▶ STATED PROBLEM
Please recast the stretch of the records from the line containing "target: overcast sky" through the line containing "[[[0,44],[0,51],[16,61],[26,62],[30,50],[26,44]]]" as a Markdown table with the columns "No." and "Line". Number each line and leave out blank lines.

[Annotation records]
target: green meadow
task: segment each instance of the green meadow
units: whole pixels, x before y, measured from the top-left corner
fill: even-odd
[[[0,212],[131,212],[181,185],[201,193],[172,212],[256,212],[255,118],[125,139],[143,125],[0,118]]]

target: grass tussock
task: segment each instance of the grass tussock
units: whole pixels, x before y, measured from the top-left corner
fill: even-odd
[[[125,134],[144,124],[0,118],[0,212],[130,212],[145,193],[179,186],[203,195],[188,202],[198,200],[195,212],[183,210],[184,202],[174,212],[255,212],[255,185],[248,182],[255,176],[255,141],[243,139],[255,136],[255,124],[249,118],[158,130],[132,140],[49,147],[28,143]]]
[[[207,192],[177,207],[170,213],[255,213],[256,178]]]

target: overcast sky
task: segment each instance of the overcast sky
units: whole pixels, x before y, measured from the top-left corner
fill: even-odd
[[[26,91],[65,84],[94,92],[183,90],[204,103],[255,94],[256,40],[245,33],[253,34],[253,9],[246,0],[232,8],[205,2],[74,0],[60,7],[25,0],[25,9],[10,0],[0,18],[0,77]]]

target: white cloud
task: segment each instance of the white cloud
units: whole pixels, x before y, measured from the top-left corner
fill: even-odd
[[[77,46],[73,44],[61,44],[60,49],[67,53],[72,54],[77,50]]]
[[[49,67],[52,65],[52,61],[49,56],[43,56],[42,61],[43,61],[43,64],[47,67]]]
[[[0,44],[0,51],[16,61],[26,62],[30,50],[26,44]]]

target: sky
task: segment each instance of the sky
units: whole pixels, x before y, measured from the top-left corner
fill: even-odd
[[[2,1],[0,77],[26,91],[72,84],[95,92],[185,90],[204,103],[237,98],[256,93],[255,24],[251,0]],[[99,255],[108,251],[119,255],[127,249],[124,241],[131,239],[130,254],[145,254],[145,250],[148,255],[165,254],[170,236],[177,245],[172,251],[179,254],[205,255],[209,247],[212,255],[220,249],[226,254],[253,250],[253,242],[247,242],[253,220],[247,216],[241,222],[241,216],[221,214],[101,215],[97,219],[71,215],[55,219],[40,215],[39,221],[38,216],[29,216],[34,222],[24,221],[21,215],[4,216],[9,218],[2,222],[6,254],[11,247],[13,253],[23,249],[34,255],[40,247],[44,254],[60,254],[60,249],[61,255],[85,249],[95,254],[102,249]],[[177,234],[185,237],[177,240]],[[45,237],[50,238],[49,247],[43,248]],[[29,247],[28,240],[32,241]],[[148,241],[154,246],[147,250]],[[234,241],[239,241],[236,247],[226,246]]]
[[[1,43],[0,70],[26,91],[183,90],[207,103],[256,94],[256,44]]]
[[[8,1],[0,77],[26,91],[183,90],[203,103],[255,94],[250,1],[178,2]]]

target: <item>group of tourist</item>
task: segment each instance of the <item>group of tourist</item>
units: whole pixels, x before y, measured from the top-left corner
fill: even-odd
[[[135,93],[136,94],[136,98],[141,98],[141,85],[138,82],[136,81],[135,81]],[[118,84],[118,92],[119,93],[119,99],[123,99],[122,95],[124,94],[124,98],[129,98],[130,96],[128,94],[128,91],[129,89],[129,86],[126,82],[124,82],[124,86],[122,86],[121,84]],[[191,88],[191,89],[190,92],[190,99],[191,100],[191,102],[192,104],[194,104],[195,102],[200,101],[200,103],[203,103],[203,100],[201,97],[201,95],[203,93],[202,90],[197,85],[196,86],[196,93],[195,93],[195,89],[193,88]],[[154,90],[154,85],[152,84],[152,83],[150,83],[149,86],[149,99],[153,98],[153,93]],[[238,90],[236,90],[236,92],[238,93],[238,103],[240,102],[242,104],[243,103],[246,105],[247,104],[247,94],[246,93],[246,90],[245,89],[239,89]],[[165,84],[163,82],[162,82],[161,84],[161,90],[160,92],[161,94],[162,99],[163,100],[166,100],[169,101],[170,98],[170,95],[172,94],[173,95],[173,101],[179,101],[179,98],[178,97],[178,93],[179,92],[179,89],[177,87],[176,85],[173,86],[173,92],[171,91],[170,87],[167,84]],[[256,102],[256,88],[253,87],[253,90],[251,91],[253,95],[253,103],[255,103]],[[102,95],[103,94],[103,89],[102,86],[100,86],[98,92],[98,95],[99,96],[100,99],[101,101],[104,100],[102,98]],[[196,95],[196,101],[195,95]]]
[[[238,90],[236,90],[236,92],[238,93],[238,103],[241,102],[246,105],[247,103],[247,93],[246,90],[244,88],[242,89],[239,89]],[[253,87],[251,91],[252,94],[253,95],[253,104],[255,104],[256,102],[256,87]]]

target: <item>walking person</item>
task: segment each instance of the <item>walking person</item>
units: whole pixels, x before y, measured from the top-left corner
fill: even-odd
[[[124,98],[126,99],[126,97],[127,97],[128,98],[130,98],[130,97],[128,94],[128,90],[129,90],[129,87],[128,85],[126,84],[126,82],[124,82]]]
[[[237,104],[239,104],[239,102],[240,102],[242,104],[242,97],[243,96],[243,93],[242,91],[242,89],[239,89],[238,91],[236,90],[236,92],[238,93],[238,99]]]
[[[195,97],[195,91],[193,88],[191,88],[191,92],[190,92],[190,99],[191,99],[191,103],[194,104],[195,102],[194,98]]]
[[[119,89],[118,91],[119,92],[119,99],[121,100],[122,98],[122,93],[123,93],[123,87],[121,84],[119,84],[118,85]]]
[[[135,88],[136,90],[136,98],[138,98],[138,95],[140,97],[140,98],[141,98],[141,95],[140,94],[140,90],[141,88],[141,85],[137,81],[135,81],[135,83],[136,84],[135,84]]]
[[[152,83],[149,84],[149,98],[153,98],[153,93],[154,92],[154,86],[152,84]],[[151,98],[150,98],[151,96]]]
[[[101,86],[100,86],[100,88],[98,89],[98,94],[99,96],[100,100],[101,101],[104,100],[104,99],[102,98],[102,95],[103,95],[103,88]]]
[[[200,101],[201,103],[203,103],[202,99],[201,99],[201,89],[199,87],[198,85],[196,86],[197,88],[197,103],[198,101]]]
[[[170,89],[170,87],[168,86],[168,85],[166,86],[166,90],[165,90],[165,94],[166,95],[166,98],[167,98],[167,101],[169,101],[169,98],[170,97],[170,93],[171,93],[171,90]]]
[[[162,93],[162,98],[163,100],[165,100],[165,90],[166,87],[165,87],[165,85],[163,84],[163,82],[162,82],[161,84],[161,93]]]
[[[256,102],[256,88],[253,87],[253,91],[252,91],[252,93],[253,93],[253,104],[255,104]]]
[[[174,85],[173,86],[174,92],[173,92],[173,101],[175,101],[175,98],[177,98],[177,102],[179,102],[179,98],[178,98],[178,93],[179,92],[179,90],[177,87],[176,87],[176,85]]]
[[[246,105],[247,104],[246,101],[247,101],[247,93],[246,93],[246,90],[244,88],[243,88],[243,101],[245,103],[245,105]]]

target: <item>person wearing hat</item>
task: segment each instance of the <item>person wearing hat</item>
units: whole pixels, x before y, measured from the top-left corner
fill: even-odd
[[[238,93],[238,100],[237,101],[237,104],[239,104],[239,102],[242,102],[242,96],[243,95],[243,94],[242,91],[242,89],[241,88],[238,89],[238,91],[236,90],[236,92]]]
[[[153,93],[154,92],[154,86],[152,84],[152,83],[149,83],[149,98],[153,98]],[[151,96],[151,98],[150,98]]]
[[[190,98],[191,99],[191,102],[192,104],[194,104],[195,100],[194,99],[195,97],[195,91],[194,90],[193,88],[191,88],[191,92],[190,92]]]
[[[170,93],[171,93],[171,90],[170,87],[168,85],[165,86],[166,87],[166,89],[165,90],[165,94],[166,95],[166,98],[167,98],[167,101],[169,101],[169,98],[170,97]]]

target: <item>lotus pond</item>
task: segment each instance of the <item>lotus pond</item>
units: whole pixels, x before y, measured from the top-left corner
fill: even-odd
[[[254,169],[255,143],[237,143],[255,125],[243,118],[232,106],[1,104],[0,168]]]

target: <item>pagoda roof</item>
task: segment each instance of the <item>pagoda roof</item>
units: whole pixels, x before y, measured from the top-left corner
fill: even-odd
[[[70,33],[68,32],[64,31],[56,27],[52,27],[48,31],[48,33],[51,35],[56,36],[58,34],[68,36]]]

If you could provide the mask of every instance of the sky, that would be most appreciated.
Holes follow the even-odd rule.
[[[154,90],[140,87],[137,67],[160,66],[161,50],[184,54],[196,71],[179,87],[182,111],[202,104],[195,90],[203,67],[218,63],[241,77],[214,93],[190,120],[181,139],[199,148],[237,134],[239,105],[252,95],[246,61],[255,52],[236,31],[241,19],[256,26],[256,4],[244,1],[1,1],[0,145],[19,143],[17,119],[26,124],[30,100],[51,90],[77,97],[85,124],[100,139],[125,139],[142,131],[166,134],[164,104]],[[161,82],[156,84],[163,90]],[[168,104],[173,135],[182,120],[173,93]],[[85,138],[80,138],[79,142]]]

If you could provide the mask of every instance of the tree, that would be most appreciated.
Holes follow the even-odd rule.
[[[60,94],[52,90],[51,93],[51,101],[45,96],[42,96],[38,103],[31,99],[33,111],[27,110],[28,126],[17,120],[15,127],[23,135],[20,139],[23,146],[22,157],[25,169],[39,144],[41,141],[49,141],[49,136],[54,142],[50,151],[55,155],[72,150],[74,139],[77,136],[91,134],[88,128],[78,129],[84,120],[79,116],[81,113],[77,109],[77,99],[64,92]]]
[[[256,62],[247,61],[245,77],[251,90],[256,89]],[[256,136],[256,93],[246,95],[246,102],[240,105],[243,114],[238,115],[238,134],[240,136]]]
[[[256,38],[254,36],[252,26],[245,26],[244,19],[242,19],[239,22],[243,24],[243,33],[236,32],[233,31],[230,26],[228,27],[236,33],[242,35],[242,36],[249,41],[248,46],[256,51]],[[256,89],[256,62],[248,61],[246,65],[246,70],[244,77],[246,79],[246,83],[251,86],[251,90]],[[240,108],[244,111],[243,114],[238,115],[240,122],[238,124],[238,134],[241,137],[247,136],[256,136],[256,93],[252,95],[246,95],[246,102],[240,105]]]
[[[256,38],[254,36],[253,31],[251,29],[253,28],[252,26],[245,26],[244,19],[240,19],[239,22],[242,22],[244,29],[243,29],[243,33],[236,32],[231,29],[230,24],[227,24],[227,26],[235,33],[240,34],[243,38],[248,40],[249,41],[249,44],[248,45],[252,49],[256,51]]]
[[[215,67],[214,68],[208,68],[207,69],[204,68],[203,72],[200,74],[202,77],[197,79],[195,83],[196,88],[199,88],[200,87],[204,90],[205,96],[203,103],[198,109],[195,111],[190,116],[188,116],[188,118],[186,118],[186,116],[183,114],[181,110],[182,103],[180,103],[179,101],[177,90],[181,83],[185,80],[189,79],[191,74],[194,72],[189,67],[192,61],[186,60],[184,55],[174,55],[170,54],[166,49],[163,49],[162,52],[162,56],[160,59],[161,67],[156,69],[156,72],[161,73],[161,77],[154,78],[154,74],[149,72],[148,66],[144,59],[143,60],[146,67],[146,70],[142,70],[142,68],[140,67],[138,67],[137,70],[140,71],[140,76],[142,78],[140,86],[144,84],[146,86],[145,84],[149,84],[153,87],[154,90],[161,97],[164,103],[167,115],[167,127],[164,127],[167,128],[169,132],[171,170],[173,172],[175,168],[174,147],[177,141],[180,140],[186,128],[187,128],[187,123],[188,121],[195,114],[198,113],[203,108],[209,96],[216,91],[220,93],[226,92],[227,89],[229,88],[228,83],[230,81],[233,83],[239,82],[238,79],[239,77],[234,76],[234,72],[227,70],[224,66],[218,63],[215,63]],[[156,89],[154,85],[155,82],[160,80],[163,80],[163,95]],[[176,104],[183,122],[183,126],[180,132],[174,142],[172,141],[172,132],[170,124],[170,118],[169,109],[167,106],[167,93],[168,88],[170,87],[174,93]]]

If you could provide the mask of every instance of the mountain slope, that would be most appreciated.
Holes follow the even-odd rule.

▶ SOLUTION FOR THIS PROBLEM
| No. | Line |
|---|---|
| 1 | target: overcast sky |
| 2 | task: segment each instance of the overcast sky |
| 3 | units: whole pixels, x before y, measured from the top-left corner |
| 4 | fill: even-odd |
| 5 | [[[26,91],[65,84],[94,92],[183,90],[204,103],[255,94],[256,40],[245,33],[253,34],[253,9],[246,0],[232,8],[205,2],[74,0],[60,7],[25,0],[25,9],[10,0],[0,18],[0,77]]] |
| 6 | target: white cloud |
| 7 | task: segment each instance of the white cloud |
| 8 | units: whole pixels, x before y, measured from the top-left corner |
| 9 | fill: even-odd |
| 10 | [[[77,46],[73,44],[61,44],[60,49],[67,53],[72,54],[77,50]]] |
| 11 | [[[49,67],[52,65],[52,61],[49,56],[43,56],[42,61],[43,61],[43,64],[47,67]]] |
| 12 | [[[0,44],[0,51],[16,61],[26,62],[30,50],[26,44]]] |